* **INFORMATION SUPPLIED**:
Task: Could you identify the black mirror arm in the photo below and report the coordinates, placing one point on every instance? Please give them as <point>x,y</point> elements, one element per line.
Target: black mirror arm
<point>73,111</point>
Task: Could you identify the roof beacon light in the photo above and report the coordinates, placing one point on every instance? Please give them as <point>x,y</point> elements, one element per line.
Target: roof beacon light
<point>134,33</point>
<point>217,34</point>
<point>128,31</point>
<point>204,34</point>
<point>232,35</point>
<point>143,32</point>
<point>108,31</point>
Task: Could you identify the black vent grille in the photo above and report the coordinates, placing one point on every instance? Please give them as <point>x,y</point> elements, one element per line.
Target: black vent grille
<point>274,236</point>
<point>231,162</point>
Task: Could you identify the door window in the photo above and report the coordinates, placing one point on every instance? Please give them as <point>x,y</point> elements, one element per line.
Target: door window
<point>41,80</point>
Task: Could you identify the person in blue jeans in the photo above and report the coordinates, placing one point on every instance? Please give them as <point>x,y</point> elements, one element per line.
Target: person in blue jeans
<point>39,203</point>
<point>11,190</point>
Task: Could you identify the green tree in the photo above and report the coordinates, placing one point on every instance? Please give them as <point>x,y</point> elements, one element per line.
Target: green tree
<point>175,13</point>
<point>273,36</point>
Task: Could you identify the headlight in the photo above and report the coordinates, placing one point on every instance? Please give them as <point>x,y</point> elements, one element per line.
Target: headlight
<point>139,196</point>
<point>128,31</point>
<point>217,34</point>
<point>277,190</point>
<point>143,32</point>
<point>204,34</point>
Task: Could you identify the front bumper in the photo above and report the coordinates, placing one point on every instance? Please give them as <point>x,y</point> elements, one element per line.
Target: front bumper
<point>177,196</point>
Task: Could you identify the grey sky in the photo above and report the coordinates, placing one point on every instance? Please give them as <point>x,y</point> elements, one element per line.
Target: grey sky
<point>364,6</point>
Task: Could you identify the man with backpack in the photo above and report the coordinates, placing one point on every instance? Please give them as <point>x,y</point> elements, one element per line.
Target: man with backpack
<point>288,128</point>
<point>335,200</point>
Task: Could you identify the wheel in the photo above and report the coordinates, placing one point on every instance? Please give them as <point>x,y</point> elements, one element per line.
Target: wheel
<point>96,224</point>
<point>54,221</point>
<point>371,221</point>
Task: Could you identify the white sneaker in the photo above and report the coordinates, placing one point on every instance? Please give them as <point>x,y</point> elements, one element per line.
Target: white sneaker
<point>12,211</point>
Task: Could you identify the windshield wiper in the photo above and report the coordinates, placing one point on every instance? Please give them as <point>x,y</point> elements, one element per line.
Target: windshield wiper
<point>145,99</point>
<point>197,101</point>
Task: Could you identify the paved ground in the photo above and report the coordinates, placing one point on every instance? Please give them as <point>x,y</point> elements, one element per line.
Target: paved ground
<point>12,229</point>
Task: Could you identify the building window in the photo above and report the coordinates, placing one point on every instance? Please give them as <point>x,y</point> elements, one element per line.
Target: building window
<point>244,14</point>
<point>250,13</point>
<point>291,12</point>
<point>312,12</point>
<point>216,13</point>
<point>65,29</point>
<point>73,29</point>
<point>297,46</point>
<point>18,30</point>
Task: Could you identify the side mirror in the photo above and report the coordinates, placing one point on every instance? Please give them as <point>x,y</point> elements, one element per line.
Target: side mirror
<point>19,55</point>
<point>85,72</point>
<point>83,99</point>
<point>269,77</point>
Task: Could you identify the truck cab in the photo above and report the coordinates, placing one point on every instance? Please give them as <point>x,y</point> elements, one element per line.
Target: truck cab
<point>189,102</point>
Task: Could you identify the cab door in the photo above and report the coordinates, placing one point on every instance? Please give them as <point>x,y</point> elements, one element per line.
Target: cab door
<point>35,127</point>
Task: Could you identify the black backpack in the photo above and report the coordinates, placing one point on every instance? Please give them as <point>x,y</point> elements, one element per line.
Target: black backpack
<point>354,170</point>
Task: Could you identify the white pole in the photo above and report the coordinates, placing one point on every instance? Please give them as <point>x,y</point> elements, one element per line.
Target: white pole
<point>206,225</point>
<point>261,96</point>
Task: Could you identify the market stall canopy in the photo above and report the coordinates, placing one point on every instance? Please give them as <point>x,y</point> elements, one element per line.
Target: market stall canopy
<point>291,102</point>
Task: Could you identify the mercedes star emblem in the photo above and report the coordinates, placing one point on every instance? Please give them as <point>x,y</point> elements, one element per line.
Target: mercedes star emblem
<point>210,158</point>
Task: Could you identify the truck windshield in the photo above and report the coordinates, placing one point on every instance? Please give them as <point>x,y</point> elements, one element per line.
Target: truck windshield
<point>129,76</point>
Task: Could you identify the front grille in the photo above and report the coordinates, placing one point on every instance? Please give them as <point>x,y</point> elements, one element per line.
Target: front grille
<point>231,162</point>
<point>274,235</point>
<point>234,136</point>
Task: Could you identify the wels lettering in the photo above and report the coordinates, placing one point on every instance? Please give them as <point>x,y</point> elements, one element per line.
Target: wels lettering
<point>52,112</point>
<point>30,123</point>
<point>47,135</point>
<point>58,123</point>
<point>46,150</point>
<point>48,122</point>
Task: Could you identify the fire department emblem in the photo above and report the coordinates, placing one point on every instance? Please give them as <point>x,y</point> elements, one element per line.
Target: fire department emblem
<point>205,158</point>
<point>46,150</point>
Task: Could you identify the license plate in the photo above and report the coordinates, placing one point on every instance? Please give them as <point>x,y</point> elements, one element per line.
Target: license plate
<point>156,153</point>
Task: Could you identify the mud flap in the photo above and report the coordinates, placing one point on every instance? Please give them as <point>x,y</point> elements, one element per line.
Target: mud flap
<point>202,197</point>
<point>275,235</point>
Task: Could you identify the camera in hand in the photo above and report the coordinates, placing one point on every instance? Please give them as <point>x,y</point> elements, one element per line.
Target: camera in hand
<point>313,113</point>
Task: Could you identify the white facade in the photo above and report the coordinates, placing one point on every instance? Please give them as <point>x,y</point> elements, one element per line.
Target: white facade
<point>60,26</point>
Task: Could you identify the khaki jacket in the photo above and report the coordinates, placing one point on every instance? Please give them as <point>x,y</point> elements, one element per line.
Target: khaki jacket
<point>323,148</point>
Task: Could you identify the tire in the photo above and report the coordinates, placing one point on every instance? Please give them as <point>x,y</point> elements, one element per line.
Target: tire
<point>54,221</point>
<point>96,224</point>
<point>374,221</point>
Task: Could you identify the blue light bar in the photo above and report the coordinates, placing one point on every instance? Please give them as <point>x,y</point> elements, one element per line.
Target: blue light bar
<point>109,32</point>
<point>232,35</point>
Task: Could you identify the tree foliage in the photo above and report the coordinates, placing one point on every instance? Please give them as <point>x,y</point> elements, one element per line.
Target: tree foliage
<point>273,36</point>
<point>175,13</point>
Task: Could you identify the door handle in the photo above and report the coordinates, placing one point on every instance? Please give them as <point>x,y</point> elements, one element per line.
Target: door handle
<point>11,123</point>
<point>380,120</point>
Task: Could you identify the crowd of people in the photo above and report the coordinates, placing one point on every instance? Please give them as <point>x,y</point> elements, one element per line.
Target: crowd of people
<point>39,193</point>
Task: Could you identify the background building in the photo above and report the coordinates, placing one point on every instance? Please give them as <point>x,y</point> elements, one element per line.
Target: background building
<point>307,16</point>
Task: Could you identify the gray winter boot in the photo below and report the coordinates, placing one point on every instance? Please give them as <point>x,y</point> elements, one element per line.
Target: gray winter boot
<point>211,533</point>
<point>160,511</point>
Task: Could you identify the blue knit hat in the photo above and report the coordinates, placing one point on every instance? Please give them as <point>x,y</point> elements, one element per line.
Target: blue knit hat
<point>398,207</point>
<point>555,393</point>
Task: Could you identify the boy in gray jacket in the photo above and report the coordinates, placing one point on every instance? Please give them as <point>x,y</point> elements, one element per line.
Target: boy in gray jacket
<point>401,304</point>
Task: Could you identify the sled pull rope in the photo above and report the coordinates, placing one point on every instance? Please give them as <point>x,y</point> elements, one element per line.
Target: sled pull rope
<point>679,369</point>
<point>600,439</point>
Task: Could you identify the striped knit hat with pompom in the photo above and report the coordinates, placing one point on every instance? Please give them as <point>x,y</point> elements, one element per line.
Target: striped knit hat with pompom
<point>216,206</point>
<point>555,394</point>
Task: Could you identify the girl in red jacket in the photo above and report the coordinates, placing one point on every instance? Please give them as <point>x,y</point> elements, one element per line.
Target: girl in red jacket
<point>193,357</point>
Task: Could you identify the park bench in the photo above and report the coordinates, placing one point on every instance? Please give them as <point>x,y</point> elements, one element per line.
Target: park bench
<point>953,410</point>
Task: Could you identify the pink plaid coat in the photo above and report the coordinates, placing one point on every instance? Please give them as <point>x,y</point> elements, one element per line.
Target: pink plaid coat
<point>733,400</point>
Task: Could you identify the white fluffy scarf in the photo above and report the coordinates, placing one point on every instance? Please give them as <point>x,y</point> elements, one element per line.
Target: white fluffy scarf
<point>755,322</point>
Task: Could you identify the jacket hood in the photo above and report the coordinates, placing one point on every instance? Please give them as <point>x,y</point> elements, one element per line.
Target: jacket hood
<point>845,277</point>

* **ACTION ITEM**: Where the listing above has a line with "Task: Could you identify the white sneaker", start there, and output every line exactly through the line with "Task: Could you identify the building", which is also included.

* **TASK RESULT**:
Task: Could you identify the white sneaker in the photo above and report the coordinates, placing one point on every instance? Please give them as <point>x,y</point> elements, one element per line.
Target: white sneaker
<point>12,211</point>
Task: Could you identify the windshield wiper in the photo above and report the coordinates, placing one point on every instance? Please give them as <point>x,y</point> elements, one element per line.
Target: windshield wiper
<point>145,99</point>
<point>197,101</point>
Task: Could you identify the paved ground in the photo above and report the coordinates, placing one point on every instance? Please give them as <point>x,y</point> elements, one element per line.
Target: paved ground
<point>12,229</point>
Task: Could you identify the building window in the photo above and report the coordinates, placing one point on every instance? Please give them as <point>x,y</point> elements, one element per line.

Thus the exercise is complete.